RECORD EXTRACTS:

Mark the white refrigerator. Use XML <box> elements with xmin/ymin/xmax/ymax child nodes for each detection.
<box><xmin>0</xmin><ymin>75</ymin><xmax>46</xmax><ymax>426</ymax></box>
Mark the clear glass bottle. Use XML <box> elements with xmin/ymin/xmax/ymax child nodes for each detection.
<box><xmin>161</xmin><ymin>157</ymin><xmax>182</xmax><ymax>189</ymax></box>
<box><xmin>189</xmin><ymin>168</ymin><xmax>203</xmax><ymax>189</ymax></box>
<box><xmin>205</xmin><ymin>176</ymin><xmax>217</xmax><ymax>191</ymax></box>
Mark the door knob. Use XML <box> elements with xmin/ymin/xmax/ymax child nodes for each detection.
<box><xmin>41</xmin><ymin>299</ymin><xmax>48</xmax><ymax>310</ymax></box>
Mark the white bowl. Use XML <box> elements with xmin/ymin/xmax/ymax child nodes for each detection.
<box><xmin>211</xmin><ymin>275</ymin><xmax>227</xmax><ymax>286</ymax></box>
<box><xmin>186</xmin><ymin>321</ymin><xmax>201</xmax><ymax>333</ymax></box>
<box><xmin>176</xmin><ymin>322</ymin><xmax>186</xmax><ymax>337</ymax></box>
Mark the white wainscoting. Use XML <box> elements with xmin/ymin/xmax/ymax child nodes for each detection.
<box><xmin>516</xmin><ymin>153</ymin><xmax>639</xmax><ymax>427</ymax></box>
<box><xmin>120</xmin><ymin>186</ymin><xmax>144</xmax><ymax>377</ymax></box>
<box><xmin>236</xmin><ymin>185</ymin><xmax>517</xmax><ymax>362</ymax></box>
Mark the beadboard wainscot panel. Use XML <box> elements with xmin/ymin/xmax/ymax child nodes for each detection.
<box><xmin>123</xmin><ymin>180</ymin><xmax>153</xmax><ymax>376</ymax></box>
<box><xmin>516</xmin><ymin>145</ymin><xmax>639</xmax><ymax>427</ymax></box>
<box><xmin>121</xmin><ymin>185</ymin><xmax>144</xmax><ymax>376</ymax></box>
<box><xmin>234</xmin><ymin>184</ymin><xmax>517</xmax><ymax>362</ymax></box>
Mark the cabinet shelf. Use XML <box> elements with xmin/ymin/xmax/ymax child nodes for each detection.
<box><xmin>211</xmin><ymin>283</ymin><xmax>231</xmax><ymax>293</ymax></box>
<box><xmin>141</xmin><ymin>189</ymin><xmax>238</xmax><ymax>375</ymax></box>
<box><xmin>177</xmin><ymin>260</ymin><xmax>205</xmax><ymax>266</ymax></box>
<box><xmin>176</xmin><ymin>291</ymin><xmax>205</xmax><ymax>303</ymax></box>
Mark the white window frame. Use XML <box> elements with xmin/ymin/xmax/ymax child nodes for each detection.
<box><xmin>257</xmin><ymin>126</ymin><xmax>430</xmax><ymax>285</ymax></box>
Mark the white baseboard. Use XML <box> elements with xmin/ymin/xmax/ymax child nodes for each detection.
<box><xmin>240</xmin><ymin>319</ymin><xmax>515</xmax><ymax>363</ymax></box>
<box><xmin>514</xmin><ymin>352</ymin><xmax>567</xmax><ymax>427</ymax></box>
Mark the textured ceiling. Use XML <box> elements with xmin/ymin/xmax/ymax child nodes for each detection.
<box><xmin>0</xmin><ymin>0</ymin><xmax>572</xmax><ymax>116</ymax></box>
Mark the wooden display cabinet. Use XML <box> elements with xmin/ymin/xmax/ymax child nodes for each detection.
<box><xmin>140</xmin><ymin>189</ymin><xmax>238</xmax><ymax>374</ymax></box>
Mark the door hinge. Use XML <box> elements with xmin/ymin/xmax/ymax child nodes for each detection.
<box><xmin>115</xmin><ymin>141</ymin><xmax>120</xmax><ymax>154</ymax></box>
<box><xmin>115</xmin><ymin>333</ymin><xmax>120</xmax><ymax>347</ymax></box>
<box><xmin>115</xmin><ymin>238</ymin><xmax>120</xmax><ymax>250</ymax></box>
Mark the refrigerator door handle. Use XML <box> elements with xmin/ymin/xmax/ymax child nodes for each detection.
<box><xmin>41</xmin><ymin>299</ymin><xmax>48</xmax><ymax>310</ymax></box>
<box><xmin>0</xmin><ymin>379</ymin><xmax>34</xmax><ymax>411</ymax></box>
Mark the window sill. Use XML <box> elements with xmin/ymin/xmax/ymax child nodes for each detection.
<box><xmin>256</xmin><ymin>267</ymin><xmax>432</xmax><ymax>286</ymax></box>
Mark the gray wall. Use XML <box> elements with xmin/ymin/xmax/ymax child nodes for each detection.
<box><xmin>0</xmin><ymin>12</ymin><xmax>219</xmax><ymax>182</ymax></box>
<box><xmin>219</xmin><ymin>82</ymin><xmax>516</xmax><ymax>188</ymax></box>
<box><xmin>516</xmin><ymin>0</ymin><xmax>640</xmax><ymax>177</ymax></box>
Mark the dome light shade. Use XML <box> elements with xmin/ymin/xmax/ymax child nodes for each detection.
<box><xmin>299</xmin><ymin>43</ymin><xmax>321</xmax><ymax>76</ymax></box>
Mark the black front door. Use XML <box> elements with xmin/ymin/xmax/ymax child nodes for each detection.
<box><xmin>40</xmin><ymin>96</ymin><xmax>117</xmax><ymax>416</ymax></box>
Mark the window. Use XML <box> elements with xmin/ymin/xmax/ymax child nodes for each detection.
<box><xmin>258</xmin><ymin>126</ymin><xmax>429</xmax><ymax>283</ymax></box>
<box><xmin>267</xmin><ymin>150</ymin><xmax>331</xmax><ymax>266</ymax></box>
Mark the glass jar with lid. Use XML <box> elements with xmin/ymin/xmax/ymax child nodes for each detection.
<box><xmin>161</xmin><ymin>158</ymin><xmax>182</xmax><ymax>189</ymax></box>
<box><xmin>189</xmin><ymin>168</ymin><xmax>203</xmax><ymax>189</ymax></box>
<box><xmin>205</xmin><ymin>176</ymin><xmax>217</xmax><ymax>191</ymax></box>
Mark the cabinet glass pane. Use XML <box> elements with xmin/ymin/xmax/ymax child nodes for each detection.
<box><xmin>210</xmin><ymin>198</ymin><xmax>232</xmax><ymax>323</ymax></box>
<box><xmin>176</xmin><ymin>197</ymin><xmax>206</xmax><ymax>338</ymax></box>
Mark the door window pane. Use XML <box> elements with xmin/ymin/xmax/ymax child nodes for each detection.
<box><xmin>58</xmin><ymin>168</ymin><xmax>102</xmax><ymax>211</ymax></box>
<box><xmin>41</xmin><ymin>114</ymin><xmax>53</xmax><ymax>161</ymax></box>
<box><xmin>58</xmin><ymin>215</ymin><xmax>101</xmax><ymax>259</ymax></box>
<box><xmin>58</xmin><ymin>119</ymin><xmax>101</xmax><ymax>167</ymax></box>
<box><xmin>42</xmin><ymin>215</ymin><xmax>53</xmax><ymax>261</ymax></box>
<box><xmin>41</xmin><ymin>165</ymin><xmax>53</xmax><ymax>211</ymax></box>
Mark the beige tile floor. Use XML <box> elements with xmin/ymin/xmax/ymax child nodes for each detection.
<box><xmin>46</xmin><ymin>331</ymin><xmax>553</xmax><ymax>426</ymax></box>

YOUR GOAL: Please repeat the data above verbatim, all of it.

ANSWER FOR THIS EXERCISE:
Mark the white refrigerator. Use XML <box> elements with xmin/ymin/xmax/ymax child nodes for each detection.
<box><xmin>0</xmin><ymin>75</ymin><xmax>46</xmax><ymax>426</ymax></box>
Mark the clear glass bottle. Use XML <box> elements with xmin/ymin/xmax/ymax child nodes for each detection.
<box><xmin>161</xmin><ymin>157</ymin><xmax>182</xmax><ymax>189</ymax></box>
<box><xmin>189</xmin><ymin>168</ymin><xmax>203</xmax><ymax>189</ymax></box>
<box><xmin>205</xmin><ymin>176</ymin><xmax>217</xmax><ymax>191</ymax></box>
Mark the door knob. Use XML <box> elements with xmin/ymin/xmax/ymax child nodes for each detection.
<box><xmin>41</xmin><ymin>299</ymin><xmax>48</xmax><ymax>310</ymax></box>
Mark the white bowl. Use XML <box> elements with xmin/ymin/xmax/ymax child nodes for each detection.
<box><xmin>211</xmin><ymin>275</ymin><xmax>227</xmax><ymax>286</ymax></box>
<box><xmin>186</xmin><ymin>321</ymin><xmax>201</xmax><ymax>333</ymax></box>
<box><xmin>176</xmin><ymin>322</ymin><xmax>186</xmax><ymax>337</ymax></box>
Mark the white wainscoting. Use XML <box> elements with xmin/ymin/xmax/ymax child nodes for each detection.
<box><xmin>516</xmin><ymin>153</ymin><xmax>639</xmax><ymax>427</ymax></box>
<box><xmin>120</xmin><ymin>186</ymin><xmax>144</xmax><ymax>377</ymax></box>
<box><xmin>236</xmin><ymin>185</ymin><xmax>517</xmax><ymax>362</ymax></box>
Mark the beadboard wainscot panel. Use XML <box> elements with xmin/ymin/xmax/ymax child nodes for each detection.
<box><xmin>123</xmin><ymin>180</ymin><xmax>153</xmax><ymax>376</ymax></box>
<box><xmin>516</xmin><ymin>145</ymin><xmax>639</xmax><ymax>427</ymax></box>
<box><xmin>121</xmin><ymin>185</ymin><xmax>144</xmax><ymax>376</ymax></box>
<box><xmin>234</xmin><ymin>184</ymin><xmax>517</xmax><ymax>362</ymax></box>
Mark the cabinet shelf. Use XML <box> elements with xmin/ymin/xmax/ymax child nodes for each detection.
<box><xmin>211</xmin><ymin>283</ymin><xmax>231</xmax><ymax>293</ymax></box>
<box><xmin>141</xmin><ymin>189</ymin><xmax>238</xmax><ymax>375</ymax></box>
<box><xmin>177</xmin><ymin>260</ymin><xmax>205</xmax><ymax>266</ymax></box>
<box><xmin>176</xmin><ymin>291</ymin><xmax>205</xmax><ymax>303</ymax></box>
Mark the white window frame. Use XML <box> elements with xmin/ymin/xmax/ymax child nodes for each detection.
<box><xmin>257</xmin><ymin>126</ymin><xmax>430</xmax><ymax>285</ymax></box>
Mark the white baseboard. Use XML <box> elements with xmin/ymin/xmax/ymax child nodes for each detection.
<box><xmin>240</xmin><ymin>319</ymin><xmax>515</xmax><ymax>363</ymax></box>
<box><xmin>514</xmin><ymin>352</ymin><xmax>567</xmax><ymax>427</ymax></box>
Mark the textured ceiling. Use XML <box> elements with xmin/ymin/xmax/ymax child nodes for each detection.
<box><xmin>0</xmin><ymin>0</ymin><xmax>572</xmax><ymax>116</ymax></box>
Mark the wooden display cabinet. Use XML <box> elements with xmin/ymin/xmax/ymax child nodes for each detection.
<box><xmin>140</xmin><ymin>189</ymin><xmax>238</xmax><ymax>374</ymax></box>
Mark the door hinge. Use XML <box> elements with xmin/ymin/xmax/ymax child nodes for each detection.
<box><xmin>115</xmin><ymin>141</ymin><xmax>120</xmax><ymax>154</ymax></box>
<box><xmin>115</xmin><ymin>333</ymin><xmax>120</xmax><ymax>347</ymax></box>
<box><xmin>115</xmin><ymin>238</ymin><xmax>120</xmax><ymax>250</ymax></box>
Mark the refrigerator door handle. Use XML <box> elements with xmin/ymin/xmax/ymax child nodes for each detection.
<box><xmin>41</xmin><ymin>299</ymin><xmax>48</xmax><ymax>310</ymax></box>
<box><xmin>0</xmin><ymin>379</ymin><xmax>34</xmax><ymax>411</ymax></box>
Mark the window sill. Use XML <box> elements with xmin/ymin/xmax/ymax child nodes for each detection.
<box><xmin>256</xmin><ymin>267</ymin><xmax>432</xmax><ymax>286</ymax></box>
Mark the gray wall. Use XML <box> elements with xmin/ymin/xmax/ymax child nodes for each detection.
<box><xmin>0</xmin><ymin>12</ymin><xmax>219</xmax><ymax>182</ymax></box>
<box><xmin>219</xmin><ymin>82</ymin><xmax>516</xmax><ymax>188</ymax></box>
<box><xmin>516</xmin><ymin>0</ymin><xmax>640</xmax><ymax>177</ymax></box>
Mark the dome light shade. Use XML <box> elements with xmin/ymin/xmax/ymax child nodes for each detection.
<box><xmin>299</xmin><ymin>43</ymin><xmax>321</xmax><ymax>76</ymax></box>
Mark the black front door. Use XML <box> elements with xmin/ymin/xmax/ymax child nodes for each detection.
<box><xmin>40</xmin><ymin>96</ymin><xmax>117</xmax><ymax>416</ymax></box>
Mark the window. Use XML <box> elements with xmin/ymin/xmax/ymax child nodes for each detection.
<box><xmin>258</xmin><ymin>126</ymin><xmax>429</xmax><ymax>283</ymax></box>
<box><xmin>267</xmin><ymin>150</ymin><xmax>331</xmax><ymax>266</ymax></box>
Mark the glass jar with lid. Use XML <box> elements with xmin/ymin/xmax/ymax child nodes for each detection.
<box><xmin>161</xmin><ymin>158</ymin><xmax>182</xmax><ymax>189</ymax></box>
<box><xmin>189</xmin><ymin>168</ymin><xmax>203</xmax><ymax>189</ymax></box>
<box><xmin>205</xmin><ymin>176</ymin><xmax>217</xmax><ymax>191</ymax></box>
Mark the cabinet glass pane. Use XML <box> elements with xmin/ymin/xmax/ymax child nodes for each detection.
<box><xmin>210</xmin><ymin>198</ymin><xmax>232</xmax><ymax>323</ymax></box>
<box><xmin>176</xmin><ymin>197</ymin><xmax>206</xmax><ymax>338</ymax></box>
Mark the door window pane. Use XML <box> elements with xmin/ymin/xmax/ymax child nodes for each detection.
<box><xmin>58</xmin><ymin>168</ymin><xmax>102</xmax><ymax>211</ymax></box>
<box><xmin>41</xmin><ymin>114</ymin><xmax>53</xmax><ymax>161</ymax></box>
<box><xmin>58</xmin><ymin>215</ymin><xmax>101</xmax><ymax>259</ymax></box>
<box><xmin>58</xmin><ymin>119</ymin><xmax>101</xmax><ymax>167</ymax></box>
<box><xmin>42</xmin><ymin>215</ymin><xmax>53</xmax><ymax>261</ymax></box>
<box><xmin>41</xmin><ymin>165</ymin><xmax>53</xmax><ymax>211</ymax></box>
Mark the beige tile floor. Use XML <box> elements with xmin/ymin/xmax/ymax child nodes for each detection.
<box><xmin>46</xmin><ymin>331</ymin><xmax>553</xmax><ymax>426</ymax></box>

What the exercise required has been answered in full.